WRITTEN TASKS:
(1) Say whether each statement agrees with the text on building an outdoor game level. Answer yes or no for each, quoting the words of the text that decide it.
(a) The writer is thinking about scrapping most of the week's work.
(b) Topography data is collected by scientific and government-funded projects.
(c) The writer judged the week a total failure.
(2) Answer these questions from the text on building an outdoor game level.
(a) Whose tools could the writer have used to create a landscape?
(b) Which two background features did the writer doubt could be made well with a mouse?
(c) What was the writer's biggest fear about using a map generation program?

SOURCE EXTRACT:
——
It’s been an interesting week of almost damaging my computer, lots of crashing, and yes failure at times. I had an idea of what I wanted my outdoor level to look like. Along with the function it would play in my game. There were a number of approaches I could have gone with and what I went with for me is not working out as I was hoping.
While it feels like a large amount of time was wasted this week. The truth is it was a learning experience. Much like what I’m doing overall it was another week of me just jumping into the deep end of the swimming pool and hoping I could swim. This time I sank a number of times. It was not a total failure, but, I am considering scrapping most of what was done this week.
There were a couple of different ways I could have made an outdoor level. I could have just using the tools in Unreal Engine and created a landscape for my outdoor area and the town I wanted this level to be based around. That, however, can take quite a long time. After a quick attempt, I was concerned I would not be able to get a decent lake and mountain in the background doing it with a mouse.
The next option was taking a look at real-world data points. There are a number of scientific and government-funded projects that collected topography data. They then publish this data in databases that people can across who are carrying out all sorts of things with that data. From creating a zone such as my interest in a video game to carrying out environmental studies. There is quite a wide range such data can be used for.
My other option was to try and use a map generation program. One, in particular, was recommended to me by a couple of people who have heard about them but have not used it themselves. I myself have also heard about a couple. My biggest fear was having to invest a lot of time into learning yet another program and then getting it into my own game.
——
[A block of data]
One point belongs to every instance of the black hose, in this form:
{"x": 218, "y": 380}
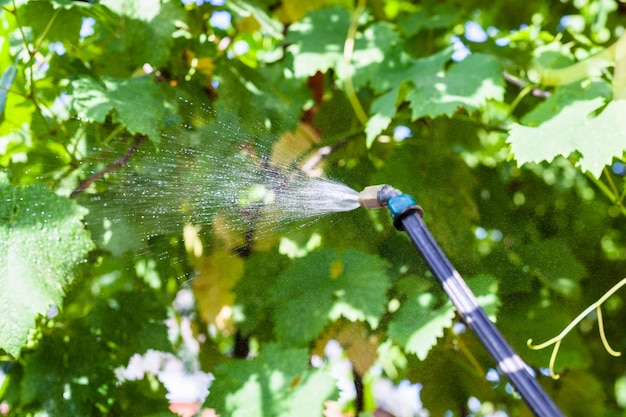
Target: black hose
{"x": 474, "y": 316}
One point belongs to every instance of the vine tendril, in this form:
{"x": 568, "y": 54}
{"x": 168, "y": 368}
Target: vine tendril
{"x": 556, "y": 341}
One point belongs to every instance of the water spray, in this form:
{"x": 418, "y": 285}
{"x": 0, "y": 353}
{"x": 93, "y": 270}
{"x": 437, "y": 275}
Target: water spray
{"x": 407, "y": 216}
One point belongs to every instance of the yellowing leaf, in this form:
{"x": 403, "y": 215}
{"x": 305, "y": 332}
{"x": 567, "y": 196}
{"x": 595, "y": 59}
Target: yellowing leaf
{"x": 213, "y": 287}
{"x": 292, "y": 145}
{"x": 360, "y": 346}
{"x": 336, "y": 268}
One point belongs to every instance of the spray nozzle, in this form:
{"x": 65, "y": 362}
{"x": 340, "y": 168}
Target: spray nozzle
{"x": 377, "y": 196}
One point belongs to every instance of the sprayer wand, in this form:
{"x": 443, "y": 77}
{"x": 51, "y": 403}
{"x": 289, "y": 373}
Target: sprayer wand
{"x": 407, "y": 216}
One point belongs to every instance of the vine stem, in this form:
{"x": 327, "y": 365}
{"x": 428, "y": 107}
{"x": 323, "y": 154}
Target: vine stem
{"x": 121, "y": 161}
{"x": 556, "y": 341}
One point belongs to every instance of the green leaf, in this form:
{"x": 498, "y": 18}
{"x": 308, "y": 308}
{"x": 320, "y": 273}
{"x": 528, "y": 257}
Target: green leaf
{"x": 597, "y": 139}
{"x": 467, "y": 84}
{"x": 554, "y": 261}
{"x": 5, "y": 85}
{"x": 316, "y": 42}
{"x": 564, "y": 96}
{"x": 418, "y": 324}
{"x": 324, "y": 286}
{"x": 383, "y": 109}
{"x": 42, "y": 240}
{"x": 485, "y": 289}
{"x": 136, "y": 103}
{"x": 55, "y": 23}
{"x": 278, "y": 382}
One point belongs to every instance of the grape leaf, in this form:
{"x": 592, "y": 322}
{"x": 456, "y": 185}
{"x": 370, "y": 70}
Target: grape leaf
{"x": 383, "y": 109}
{"x": 213, "y": 287}
{"x": 555, "y": 263}
{"x": 135, "y": 103}
{"x": 42, "y": 239}
{"x": 316, "y": 41}
{"x": 469, "y": 84}
{"x": 597, "y": 139}
{"x": 351, "y": 285}
{"x": 564, "y": 96}
{"x": 418, "y": 324}
{"x": 276, "y": 383}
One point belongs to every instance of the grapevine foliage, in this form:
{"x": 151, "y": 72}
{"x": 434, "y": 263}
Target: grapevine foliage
{"x": 140, "y": 141}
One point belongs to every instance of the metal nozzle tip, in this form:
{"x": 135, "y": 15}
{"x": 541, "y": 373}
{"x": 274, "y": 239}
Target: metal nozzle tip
{"x": 376, "y": 196}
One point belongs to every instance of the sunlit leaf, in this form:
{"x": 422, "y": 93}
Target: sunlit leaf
{"x": 278, "y": 382}
{"x": 42, "y": 241}
{"x": 467, "y": 84}
{"x": 355, "y": 291}
{"x": 597, "y": 139}
{"x": 419, "y": 324}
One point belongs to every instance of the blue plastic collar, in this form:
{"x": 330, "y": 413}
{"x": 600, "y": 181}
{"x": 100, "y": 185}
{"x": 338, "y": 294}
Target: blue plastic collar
{"x": 399, "y": 204}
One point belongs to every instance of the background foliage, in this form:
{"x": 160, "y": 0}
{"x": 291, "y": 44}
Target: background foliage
{"x": 123, "y": 128}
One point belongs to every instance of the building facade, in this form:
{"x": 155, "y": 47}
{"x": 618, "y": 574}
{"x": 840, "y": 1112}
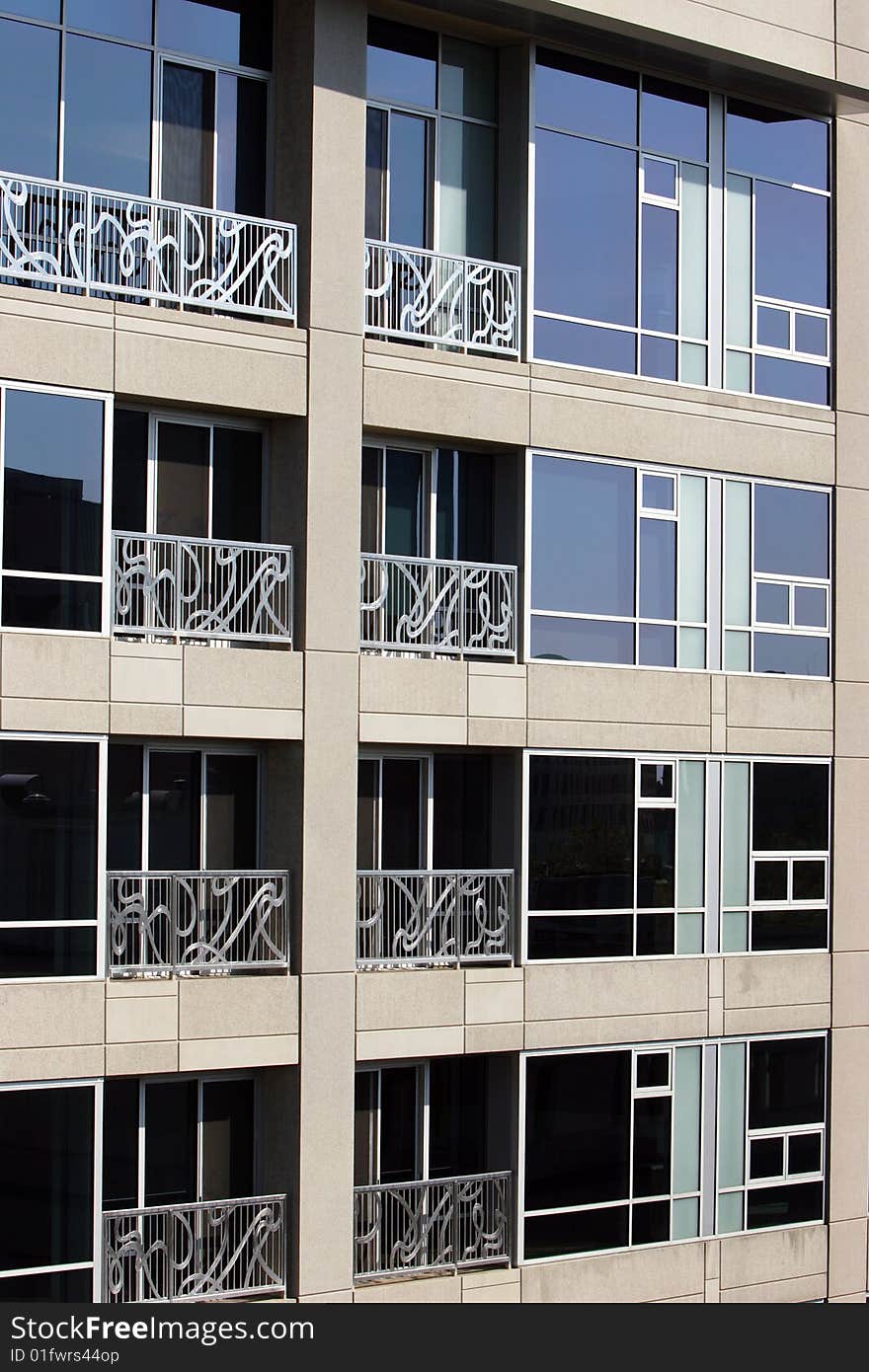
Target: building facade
{"x": 422, "y": 888}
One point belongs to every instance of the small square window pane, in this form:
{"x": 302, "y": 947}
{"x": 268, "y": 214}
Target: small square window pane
{"x": 736, "y": 651}
{"x": 773, "y": 328}
{"x": 659, "y": 179}
{"x": 658, "y": 493}
{"x": 766, "y": 1158}
{"x": 771, "y": 604}
{"x": 770, "y": 881}
{"x": 809, "y": 879}
{"x": 803, "y": 1153}
{"x": 653, "y": 1070}
{"x": 810, "y": 607}
{"x": 812, "y": 334}
{"x": 657, "y": 645}
{"x": 657, "y": 781}
{"x": 735, "y": 932}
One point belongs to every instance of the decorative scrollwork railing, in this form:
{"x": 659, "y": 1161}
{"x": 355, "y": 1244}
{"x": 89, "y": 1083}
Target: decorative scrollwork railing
{"x": 197, "y": 921}
{"x": 426, "y": 605}
{"x": 433, "y": 917}
{"x": 426, "y": 1225}
{"x": 211, "y": 1250}
{"x": 198, "y": 587}
{"x": 456, "y": 301}
{"x": 71, "y": 238}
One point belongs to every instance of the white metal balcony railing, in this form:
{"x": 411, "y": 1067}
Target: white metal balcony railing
{"x": 454, "y": 301}
{"x": 429, "y": 1225}
{"x": 426, "y": 605}
{"x": 197, "y": 921}
{"x": 434, "y": 917}
{"x": 198, "y": 587}
{"x": 204, "y": 1252}
{"x": 73, "y": 238}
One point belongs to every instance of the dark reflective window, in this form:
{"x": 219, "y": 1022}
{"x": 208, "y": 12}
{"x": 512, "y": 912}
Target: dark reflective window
{"x": 31, "y": 85}
{"x": 108, "y": 115}
{"x": 785, "y": 1083}
{"x": 770, "y": 143}
{"x": 577, "y": 1129}
{"x": 674, "y": 119}
{"x": 585, "y": 264}
{"x": 790, "y": 807}
{"x": 587, "y": 98}
{"x": 581, "y": 823}
{"x": 45, "y": 1178}
{"x": 225, "y": 31}
{"x": 583, "y": 538}
{"x": 791, "y": 531}
{"x": 52, "y": 499}
{"x": 130, "y": 20}
{"x": 403, "y": 63}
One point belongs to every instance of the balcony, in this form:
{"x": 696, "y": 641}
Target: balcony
{"x": 71, "y": 238}
{"x": 214, "y": 1250}
{"x": 432, "y": 607}
{"x": 433, "y": 1225}
{"x": 428, "y": 296}
{"x": 433, "y": 918}
{"x": 200, "y": 589}
{"x": 207, "y": 922}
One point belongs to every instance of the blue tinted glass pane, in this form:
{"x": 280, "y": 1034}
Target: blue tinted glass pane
{"x": 583, "y": 537}
{"x": 587, "y": 96}
{"x": 773, "y": 604}
{"x": 403, "y": 65}
{"x": 583, "y": 640}
{"x": 780, "y": 146}
{"x": 657, "y": 645}
{"x": 791, "y": 245}
{"x": 583, "y": 344}
{"x": 773, "y": 328}
{"x": 407, "y": 180}
{"x": 659, "y": 267}
{"x": 791, "y": 654}
{"x": 29, "y": 83}
{"x": 672, "y": 119}
{"x": 810, "y": 607}
{"x": 658, "y": 358}
{"x": 130, "y": 20}
{"x": 791, "y": 533}
{"x": 587, "y": 229}
{"x": 658, "y": 569}
{"x": 228, "y": 31}
{"x": 787, "y": 380}
{"x": 810, "y": 331}
{"x": 658, "y": 493}
{"x": 108, "y": 122}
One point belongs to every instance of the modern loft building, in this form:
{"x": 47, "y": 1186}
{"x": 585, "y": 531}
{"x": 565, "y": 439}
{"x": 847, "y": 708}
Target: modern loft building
{"x": 434, "y": 665}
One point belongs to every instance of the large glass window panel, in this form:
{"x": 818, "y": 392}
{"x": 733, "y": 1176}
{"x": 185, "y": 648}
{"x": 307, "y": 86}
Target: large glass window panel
{"x": 583, "y": 537}
{"x": 45, "y": 1178}
{"x": 52, "y": 496}
{"x": 403, "y": 63}
{"x": 585, "y": 98}
{"x": 585, "y": 263}
{"x": 672, "y": 119}
{"x": 225, "y": 31}
{"x": 31, "y": 85}
{"x": 467, "y": 189}
{"x": 48, "y": 804}
{"x": 792, "y": 245}
{"x": 108, "y": 115}
{"x": 771, "y": 143}
{"x": 581, "y": 825}
{"x": 577, "y": 1129}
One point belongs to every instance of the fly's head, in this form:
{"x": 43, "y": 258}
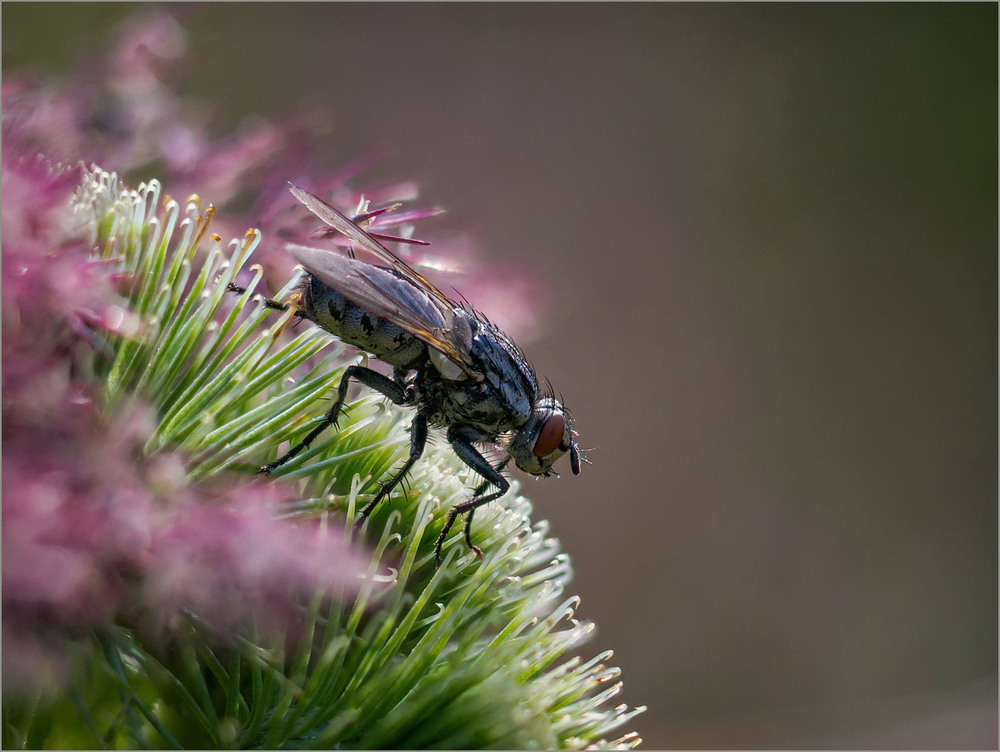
——
ANSWERS PER TASK:
(1)
(a) Yes: "I am considering scrapping most of what was done this week."
(b) Yes: "There are a number of scientific and government-funded projects that collected topography data."
(c) No: "It was not a total failure"

(2)
(a) Unreal Engine's tools.
(b) A lake and a mountain.
(c) Having to invest a lot of time into learning yet another program and then getting it into the game.